El 11 de diciembre de 2019 mi gata Nokia murió. Fue la gata que me acompañó durante buena parte de mi veintena, la primera que fue 100% mi responsabilidad y la que vivió conmigo nada menos que seis mudanzas, cinco rupturas e infinitos cambios de curro. Hasta su muerte fue, sin duda, el animal más importante de mi vida. Su carácter era una de mis cosas favoritas. No era simpática, desde luego no con todo el mundo —en realidad, con casi nadie—, pero a mí me adoraba, con un nivel de adoración que solo debemos permitirles a los animales.
Murió a mi lado, la estuve abrazando hasta que dejó de respirar y ese recuerdo jamás se borrará de mi memoria. Estuvo enferma durante algunos meses y tuve la suerte de poder cuidarla hasta el último minuto. Creo que es la muerte que he vivido más de cerca y una de las que más me han impresionado. He asistido a funerales de amigos muy cercanos, de familiares y de familiares de amigos y, aunque muchas de estas muertes han sido tremendamente dolorosas, todas ellas han llegado a mí en forma de mensaje, casi siempre en forma de llamada a una hora extraña que ya te avisa de que algo malo ha pasado. No he visto morir a ninguna de estas personas, por eso, supongo, ver morir a mi gata frente a mí me impactó tanto. A pesar de la tristeza que te arrasa después de algo así, siempre me ha dado muchísima paz pensar que pude estar a su lado cuando se fue. Ella no dejó de mirarme hasta el final.

====================

**Problema planteado**
Según el texto sobre la gata Nokia, ¿cuántas mudanzas vivió la gata con quien la cuidaba?

**Filas de datos**
====================

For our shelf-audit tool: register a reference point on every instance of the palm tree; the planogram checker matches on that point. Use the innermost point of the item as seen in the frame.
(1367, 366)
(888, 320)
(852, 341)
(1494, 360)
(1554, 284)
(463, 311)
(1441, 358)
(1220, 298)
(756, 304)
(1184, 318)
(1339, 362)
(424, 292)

====================

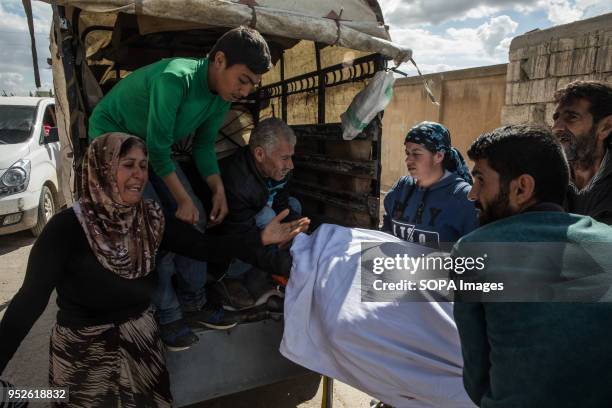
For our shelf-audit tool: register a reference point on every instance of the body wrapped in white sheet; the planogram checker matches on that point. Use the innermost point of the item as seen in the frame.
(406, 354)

====================

**Resultado obtenido**
Vivió seis mudanzas.